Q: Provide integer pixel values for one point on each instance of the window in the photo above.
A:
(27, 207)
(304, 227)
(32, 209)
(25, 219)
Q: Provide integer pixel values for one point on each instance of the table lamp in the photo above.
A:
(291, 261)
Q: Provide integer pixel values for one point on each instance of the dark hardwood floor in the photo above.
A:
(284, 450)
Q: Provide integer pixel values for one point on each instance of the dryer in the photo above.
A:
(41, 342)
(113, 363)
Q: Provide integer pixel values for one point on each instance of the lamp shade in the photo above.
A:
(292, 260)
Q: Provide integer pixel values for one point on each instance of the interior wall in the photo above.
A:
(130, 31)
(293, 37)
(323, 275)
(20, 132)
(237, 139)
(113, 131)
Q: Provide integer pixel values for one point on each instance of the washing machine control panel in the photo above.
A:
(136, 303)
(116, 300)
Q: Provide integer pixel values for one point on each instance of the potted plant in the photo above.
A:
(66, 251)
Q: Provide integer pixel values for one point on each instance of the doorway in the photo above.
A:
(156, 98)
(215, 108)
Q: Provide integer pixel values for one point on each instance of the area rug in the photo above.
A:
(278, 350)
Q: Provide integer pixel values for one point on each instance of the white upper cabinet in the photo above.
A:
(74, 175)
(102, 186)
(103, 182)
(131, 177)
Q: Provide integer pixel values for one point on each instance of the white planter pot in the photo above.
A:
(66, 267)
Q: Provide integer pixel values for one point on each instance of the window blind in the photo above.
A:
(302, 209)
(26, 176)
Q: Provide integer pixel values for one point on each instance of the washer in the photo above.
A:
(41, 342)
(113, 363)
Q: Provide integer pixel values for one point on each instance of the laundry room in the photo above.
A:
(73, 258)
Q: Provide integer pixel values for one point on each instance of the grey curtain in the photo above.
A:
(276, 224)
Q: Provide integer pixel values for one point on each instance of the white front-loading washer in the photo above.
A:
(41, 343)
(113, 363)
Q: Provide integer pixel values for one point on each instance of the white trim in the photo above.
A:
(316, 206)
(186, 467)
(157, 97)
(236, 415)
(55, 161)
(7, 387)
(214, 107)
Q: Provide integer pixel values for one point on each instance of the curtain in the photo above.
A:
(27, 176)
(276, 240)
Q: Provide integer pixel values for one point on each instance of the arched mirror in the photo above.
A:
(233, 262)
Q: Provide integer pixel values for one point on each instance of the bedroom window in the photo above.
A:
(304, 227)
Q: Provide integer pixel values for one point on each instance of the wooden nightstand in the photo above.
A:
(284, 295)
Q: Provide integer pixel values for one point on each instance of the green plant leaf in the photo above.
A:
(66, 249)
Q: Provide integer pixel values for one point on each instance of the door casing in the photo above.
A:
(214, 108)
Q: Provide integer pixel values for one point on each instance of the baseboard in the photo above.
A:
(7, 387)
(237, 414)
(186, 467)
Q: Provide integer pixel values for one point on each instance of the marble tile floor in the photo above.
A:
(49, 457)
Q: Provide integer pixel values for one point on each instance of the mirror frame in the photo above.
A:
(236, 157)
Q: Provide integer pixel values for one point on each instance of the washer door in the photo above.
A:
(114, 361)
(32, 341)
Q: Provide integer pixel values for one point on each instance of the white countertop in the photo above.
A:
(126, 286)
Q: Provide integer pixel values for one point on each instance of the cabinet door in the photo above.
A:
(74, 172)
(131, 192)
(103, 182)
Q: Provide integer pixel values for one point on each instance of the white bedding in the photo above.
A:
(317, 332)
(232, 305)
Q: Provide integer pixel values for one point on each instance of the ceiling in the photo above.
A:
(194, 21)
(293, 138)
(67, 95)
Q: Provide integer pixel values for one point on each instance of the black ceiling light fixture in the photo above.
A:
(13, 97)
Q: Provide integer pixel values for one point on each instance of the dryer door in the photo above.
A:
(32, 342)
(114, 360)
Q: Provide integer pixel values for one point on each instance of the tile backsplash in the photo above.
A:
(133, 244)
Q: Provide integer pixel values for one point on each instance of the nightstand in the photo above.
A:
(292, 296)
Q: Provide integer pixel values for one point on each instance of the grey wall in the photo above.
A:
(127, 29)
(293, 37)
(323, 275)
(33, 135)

══════════════════════════════

Your job is to copy out every line from the records above that has the word "dryer".

Task solution →
Q: Provide integer pixel values for one point on each instance of the dryer in the photo above.
Q: Provide integer pixel values for one point on each instance of the dryer door in the photo above.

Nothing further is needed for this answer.